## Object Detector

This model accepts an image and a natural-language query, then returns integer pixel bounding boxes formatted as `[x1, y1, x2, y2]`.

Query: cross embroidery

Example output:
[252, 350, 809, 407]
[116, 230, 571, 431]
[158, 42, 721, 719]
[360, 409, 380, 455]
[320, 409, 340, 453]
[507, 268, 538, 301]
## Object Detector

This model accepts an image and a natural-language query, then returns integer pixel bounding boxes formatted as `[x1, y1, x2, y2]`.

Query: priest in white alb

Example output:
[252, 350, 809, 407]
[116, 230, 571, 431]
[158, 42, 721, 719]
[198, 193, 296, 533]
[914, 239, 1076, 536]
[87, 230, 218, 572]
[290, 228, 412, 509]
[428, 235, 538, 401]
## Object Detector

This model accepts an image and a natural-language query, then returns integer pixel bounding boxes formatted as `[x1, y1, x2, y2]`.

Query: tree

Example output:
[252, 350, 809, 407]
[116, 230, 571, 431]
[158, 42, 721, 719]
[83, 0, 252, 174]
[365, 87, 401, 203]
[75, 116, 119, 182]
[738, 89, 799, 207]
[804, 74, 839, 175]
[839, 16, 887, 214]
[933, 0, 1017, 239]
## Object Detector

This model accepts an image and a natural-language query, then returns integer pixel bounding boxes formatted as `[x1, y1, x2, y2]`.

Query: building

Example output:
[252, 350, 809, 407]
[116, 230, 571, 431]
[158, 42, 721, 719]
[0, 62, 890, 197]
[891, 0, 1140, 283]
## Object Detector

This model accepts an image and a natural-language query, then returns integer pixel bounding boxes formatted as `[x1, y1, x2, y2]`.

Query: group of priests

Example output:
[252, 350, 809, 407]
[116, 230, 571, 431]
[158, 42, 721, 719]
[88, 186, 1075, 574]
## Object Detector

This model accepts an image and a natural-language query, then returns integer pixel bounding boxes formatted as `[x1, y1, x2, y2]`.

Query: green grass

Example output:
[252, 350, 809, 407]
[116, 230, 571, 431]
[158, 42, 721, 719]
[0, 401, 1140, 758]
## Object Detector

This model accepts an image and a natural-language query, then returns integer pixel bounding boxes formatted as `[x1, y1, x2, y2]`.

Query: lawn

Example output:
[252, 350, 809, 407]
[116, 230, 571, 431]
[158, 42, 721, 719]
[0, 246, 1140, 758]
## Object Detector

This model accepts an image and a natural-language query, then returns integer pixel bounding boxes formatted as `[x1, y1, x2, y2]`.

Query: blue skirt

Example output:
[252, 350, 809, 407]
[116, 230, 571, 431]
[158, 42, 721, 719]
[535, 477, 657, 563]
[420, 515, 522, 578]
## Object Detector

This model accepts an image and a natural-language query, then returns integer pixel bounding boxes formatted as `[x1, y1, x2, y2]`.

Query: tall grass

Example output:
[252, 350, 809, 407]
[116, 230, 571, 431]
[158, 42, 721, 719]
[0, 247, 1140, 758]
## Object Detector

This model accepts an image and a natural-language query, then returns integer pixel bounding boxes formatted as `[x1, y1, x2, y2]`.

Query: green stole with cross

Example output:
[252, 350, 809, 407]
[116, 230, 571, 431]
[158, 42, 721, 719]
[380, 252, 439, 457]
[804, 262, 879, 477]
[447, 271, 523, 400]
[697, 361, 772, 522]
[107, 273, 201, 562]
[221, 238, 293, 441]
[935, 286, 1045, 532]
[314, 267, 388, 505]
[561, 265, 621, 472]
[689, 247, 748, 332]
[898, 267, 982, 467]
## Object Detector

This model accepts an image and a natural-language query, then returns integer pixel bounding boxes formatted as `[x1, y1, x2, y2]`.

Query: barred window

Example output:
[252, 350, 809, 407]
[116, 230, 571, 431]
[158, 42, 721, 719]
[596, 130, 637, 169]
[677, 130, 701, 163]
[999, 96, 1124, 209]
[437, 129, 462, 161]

▬▬▬

*TASK DETAILS*: From the listing above, pull out each line that contains the word "green".

*REPLY*:
Query: green grass
Query: green stole with cross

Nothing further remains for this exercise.